_What the task asks_.
What follows is a set of entries. Give them again exactly, without the pictures.

(Stored data entries)

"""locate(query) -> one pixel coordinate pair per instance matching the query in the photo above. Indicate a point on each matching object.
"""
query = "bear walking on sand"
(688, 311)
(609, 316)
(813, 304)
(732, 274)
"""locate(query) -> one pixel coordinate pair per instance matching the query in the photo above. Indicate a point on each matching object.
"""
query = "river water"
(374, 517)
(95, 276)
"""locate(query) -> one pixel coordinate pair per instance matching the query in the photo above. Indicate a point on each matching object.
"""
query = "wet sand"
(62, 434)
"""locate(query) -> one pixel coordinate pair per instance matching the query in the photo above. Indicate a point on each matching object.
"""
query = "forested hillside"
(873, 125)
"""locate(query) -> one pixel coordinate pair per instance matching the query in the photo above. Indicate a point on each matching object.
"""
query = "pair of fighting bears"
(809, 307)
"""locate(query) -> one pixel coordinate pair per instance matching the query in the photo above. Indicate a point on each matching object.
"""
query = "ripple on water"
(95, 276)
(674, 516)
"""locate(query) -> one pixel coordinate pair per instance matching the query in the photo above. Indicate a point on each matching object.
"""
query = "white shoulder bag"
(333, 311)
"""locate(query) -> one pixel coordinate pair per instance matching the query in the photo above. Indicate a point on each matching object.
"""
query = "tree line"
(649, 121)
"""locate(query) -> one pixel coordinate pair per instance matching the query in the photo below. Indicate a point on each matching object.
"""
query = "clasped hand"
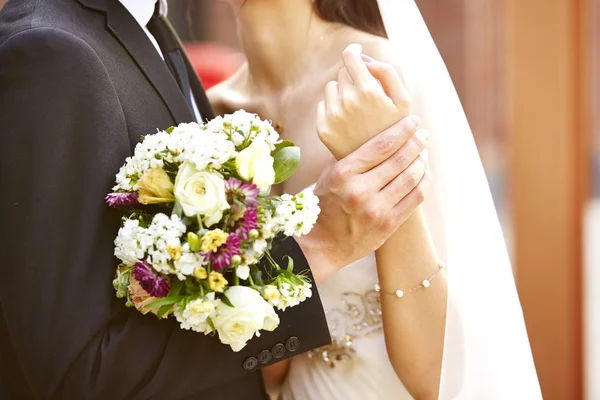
(375, 186)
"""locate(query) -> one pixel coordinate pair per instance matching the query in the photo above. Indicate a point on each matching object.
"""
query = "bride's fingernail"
(415, 120)
(423, 136)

_Complete response_.
"""locate(query) -> one pixel coordinate pair per instance matching the query in the photo above. Indicate a point on each matching object.
"""
query = "bear walking on sand"
(688, 311)
(609, 316)
(813, 304)
(732, 274)
"""locate(query) -> one pixel coordinate pair per instance matching the query in the photo above. Indicate a point on each matching object.
"""
query = "river water"
(374, 517)
(95, 276)
"""locate(query) -> one pixel coordinate pair per instance matching the query in the photo above. Indicate a point on each matching object.
"""
query = "wet sand"
(62, 434)
"""locate(query) -> one pixel coordinate pair per instance matching the query in the photo above. Indicate a point on each matching object.
"""
query = "forested hillside"
(873, 125)
"""locate(query) -> one pixel coordinate pair per instance matching the query in the photo above. Indicate a point on each matching object.
"""
query = "pair of fighting bears"
(809, 307)
"""locate(query) -> one pixel coordinate pair per instance matching the query in the photo above. Indicate a point on each matching object.
"""
query = "ripple on water"
(95, 276)
(674, 516)
"""locate(query) -> one pixel coordinate pair per instance matching the query in the photo above. Indicate a point on each matching object.
"""
query = "white shoulder bag"
(333, 311)
"""locate(query) -> one pixel coordinate pair per instance matching the query in the photo above. Indicate a point on each matching object.
"""
query = "tree line"
(649, 121)
"""locate(query) -> one pixel coordinate pair per instance matching the query in the photo below. Indicate a point on each matching object.
"""
query = "clasped hand"
(375, 186)
"""locate(query) -> one pixel coordinate pair per instance matching the query in the photo above. Indicate a point on each matching object.
"""
query = "bride's fingernail"
(415, 120)
(423, 136)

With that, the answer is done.